Point-per-instance localization data

──────

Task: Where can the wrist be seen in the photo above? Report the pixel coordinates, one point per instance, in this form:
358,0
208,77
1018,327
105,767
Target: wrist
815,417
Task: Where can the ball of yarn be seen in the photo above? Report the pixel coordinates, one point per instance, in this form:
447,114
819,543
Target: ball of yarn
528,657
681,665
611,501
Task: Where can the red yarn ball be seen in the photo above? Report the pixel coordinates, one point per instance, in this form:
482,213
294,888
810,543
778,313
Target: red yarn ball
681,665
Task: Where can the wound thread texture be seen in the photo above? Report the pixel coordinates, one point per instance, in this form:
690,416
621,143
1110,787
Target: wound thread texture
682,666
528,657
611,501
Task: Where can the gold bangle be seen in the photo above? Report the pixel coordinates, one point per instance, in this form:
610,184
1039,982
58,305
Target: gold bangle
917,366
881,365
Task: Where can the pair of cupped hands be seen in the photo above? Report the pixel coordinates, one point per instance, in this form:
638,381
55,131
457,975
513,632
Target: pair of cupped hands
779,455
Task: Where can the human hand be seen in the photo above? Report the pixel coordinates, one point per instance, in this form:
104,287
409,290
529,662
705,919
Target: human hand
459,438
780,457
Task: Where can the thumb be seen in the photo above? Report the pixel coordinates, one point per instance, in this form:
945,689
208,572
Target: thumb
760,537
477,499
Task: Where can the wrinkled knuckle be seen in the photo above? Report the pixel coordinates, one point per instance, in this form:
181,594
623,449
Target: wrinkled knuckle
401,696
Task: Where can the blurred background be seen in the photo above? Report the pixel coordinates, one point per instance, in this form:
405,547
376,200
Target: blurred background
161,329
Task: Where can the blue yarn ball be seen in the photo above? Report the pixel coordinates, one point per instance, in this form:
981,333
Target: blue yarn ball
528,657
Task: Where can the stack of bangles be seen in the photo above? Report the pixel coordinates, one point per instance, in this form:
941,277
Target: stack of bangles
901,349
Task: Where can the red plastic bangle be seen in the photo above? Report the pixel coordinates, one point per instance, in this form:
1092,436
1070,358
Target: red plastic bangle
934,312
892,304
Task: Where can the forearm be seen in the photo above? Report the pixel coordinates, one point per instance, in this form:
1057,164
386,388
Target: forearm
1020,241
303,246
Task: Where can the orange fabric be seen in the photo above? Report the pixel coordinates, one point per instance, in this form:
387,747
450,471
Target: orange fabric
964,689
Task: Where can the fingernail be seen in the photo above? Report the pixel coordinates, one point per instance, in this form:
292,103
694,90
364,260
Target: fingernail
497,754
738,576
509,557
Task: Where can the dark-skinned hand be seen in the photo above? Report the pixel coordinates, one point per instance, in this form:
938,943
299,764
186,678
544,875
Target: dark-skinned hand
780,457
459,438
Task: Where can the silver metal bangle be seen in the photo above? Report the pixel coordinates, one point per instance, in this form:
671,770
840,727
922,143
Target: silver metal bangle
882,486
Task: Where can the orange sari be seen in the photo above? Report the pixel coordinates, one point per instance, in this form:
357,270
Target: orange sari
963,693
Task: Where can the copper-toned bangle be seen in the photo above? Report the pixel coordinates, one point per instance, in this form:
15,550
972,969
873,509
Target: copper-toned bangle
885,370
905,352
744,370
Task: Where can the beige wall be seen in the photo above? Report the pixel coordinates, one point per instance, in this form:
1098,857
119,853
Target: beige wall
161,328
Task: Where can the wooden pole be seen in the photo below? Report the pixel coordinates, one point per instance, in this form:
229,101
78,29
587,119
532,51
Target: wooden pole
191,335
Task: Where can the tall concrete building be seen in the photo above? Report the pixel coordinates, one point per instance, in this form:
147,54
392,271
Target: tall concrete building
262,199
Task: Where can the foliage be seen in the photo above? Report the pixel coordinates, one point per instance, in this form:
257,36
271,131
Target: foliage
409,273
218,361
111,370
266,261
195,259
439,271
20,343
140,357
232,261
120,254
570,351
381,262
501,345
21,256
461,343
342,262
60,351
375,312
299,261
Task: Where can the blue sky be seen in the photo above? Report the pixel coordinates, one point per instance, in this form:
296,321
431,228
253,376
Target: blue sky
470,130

──────

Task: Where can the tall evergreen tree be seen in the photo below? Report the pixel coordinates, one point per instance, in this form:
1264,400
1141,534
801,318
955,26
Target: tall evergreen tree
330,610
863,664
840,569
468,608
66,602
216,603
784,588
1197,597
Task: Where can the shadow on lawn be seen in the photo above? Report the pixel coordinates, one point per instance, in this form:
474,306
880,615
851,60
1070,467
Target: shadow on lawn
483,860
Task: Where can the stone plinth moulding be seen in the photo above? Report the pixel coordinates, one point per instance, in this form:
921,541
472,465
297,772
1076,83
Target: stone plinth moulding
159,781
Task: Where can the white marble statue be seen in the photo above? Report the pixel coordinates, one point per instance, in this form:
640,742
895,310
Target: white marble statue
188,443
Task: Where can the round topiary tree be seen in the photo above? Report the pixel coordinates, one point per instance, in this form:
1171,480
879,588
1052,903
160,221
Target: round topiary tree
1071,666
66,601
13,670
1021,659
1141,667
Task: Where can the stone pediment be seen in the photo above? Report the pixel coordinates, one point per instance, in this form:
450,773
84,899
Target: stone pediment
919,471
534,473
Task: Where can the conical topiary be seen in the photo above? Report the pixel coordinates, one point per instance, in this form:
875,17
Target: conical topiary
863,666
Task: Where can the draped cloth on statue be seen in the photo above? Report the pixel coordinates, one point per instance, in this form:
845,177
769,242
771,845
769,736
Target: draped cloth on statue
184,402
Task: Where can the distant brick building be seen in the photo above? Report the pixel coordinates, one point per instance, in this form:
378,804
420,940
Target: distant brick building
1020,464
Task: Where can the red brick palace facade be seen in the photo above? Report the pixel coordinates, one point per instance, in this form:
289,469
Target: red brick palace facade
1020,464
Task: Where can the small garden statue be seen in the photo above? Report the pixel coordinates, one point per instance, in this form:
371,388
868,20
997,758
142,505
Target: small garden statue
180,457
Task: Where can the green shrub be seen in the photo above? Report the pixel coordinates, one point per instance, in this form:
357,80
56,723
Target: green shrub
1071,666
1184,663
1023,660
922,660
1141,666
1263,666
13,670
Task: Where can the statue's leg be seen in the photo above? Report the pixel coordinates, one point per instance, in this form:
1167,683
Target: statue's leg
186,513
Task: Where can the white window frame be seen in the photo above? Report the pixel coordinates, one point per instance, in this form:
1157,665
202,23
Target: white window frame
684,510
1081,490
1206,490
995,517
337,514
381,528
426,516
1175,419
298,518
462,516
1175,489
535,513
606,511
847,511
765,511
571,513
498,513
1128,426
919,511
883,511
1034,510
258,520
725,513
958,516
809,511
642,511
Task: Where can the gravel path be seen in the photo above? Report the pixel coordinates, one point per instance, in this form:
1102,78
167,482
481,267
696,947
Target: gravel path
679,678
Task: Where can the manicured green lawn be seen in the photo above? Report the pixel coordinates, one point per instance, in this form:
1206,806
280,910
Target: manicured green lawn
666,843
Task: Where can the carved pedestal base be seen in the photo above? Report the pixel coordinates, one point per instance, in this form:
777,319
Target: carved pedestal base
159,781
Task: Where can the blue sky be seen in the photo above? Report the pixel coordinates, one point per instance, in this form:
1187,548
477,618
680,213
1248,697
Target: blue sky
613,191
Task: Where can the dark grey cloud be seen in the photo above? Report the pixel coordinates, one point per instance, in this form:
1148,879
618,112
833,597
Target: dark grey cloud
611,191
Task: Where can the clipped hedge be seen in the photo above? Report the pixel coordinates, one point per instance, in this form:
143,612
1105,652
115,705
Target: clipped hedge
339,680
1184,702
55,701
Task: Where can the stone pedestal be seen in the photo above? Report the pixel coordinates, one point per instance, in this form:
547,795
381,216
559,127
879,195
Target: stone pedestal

──────

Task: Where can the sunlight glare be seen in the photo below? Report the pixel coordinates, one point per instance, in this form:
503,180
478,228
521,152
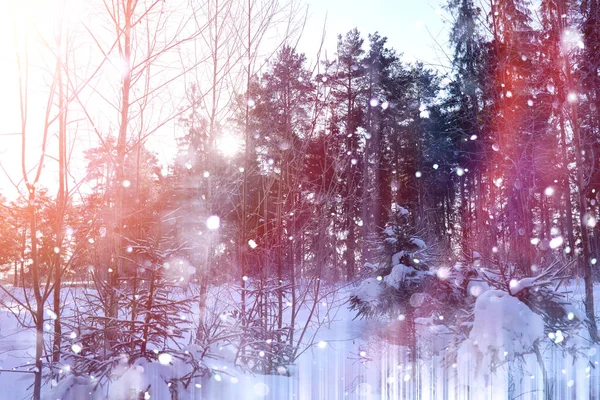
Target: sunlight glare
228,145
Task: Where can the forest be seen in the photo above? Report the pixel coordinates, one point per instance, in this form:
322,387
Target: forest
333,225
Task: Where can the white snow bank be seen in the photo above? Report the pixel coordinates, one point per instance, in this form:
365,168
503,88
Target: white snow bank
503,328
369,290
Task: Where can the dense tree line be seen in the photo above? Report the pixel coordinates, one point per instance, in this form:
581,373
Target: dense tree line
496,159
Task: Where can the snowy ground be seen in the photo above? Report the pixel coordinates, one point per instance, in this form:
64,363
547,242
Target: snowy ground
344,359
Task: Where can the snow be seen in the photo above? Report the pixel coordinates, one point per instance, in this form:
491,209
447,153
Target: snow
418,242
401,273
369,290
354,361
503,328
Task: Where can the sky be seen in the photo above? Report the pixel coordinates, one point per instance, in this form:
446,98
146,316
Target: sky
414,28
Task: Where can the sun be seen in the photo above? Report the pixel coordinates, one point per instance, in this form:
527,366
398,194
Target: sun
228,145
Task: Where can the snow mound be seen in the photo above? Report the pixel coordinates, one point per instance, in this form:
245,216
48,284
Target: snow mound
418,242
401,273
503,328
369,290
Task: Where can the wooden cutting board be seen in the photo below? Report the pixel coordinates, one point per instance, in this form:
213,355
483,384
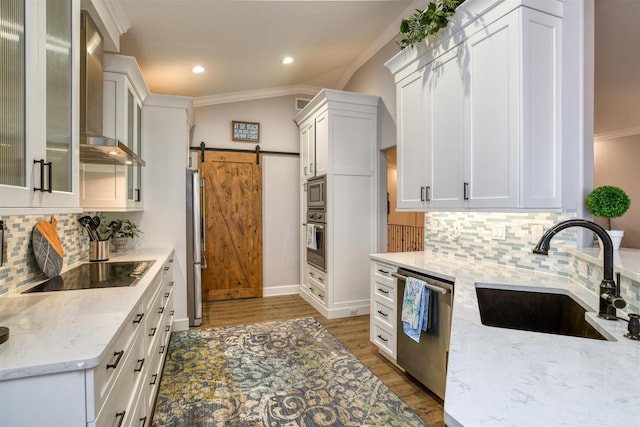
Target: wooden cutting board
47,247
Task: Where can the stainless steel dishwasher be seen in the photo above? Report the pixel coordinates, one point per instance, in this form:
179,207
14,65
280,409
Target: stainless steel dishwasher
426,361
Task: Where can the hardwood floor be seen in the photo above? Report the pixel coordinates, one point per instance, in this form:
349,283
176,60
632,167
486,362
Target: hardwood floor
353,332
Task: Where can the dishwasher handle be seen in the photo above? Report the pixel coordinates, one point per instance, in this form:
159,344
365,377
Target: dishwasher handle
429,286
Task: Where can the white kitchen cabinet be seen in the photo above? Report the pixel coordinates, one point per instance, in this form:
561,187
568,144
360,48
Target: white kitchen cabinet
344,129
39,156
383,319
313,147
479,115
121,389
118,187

──────

▸ **Description of the task**
Pick out the lines above that hold the string "below" and show them.

▸ **Exercise response**
Task: Where can the wooden pole be seen in the photo below? Report the pixel coordinates, one point per instance, in this form:
Task: Where can the tall evergreen tree be seen in the photo below? Report the pixel coordinates, one point per instance, in this form:
Task: Where can the sunlight glare be seen in the photo below? Report the pixel coordinates, one point per instance, in this form:
Task: Where can the wooden cutting board be seen in the photo below? Report the pixel coordinates, one point per instance, in this form:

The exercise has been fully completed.